What you are asked to do:
Please print the data shown below without any alteration.

Recorded information:

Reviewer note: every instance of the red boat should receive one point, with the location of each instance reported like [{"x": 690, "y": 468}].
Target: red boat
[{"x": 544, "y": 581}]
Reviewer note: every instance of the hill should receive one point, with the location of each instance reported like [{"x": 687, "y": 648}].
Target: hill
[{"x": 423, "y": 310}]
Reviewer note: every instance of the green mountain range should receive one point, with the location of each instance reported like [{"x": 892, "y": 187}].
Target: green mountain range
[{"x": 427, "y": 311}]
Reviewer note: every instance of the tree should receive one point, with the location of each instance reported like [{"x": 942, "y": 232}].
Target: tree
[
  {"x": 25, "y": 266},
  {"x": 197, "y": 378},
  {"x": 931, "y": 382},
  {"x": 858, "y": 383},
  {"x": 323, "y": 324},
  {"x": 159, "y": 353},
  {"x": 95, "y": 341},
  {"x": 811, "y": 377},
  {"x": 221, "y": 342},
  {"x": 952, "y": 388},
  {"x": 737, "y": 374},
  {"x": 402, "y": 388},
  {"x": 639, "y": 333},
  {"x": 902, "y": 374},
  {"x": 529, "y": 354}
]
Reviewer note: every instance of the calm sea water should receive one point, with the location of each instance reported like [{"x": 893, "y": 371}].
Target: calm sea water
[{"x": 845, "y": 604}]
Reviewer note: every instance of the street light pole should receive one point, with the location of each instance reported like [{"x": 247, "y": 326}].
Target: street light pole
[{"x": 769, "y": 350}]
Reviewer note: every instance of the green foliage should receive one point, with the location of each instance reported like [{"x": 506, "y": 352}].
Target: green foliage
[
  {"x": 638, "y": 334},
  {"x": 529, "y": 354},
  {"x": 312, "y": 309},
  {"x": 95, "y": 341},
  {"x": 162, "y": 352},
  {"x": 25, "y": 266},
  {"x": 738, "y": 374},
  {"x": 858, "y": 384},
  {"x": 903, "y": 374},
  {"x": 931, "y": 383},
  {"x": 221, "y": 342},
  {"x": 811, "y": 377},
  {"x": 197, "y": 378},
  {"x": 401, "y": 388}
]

Solution for this problem:
Reviewer note: every instance of the red boat should receive one point, with the location of each instance reported like [{"x": 690, "y": 468}].
Target: red boat
[{"x": 544, "y": 581}]
Reviewer note: every instance of the hill should receive one point, with the location of each instance reported like [{"x": 687, "y": 648}].
Target: hill
[{"x": 423, "y": 310}]
Reviewer note: every instance of the green mountain range should receive one point, with the location of each instance reported like [{"x": 892, "y": 187}].
Target: green mountain range
[{"x": 427, "y": 311}]
Reviewer note: every instance of the tree should receive one point, with the location of each instance reported like [{"x": 942, "y": 232}].
Target: tree
[
  {"x": 25, "y": 266},
  {"x": 197, "y": 378},
  {"x": 931, "y": 382},
  {"x": 858, "y": 383},
  {"x": 323, "y": 324},
  {"x": 159, "y": 353},
  {"x": 95, "y": 341},
  {"x": 811, "y": 377},
  {"x": 221, "y": 342},
  {"x": 952, "y": 388},
  {"x": 737, "y": 374},
  {"x": 402, "y": 388},
  {"x": 639, "y": 333},
  {"x": 902, "y": 374},
  {"x": 529, "y": 354}
]
Reviewer note: every instance of the calm sea water should receive one point, with the location of each instance reported like [{"x": 893, "y": 371}].
Target: calm sea water
[{"x": 845, "y": 604}]
Reviewer note: every instance of the street light pole should receive one point, with the location of each instance reported like [{"x": 247, "y": 326}].
Target: street light pole
[{"x": 769, "y": 350}]
Reviewer note: every instance of the green foliage should receive one point, with the location of each instance reported like [{"x": 506, "y": 352}].
Target: green foliage
[
  {"x": 638, "y": 334},
  {"x": 529, "y": 354},
  {"x": 312, "y": 309},
  {"x": 95, "y": 341},
  {"x": 162, "y": 352},
  {"x": 25, "y": 266},
  {"x": 738, "y": 374},
  {"x": 858, "y": 384},
  {"x": 903, "y": 374},
  {"x": 931, "y": 383},
  {"x": 221, "y": 342},
  {"x": 811, "y": 377},
  {"x": 197, "y": 378},
  {"x": 401, "y": 388}
]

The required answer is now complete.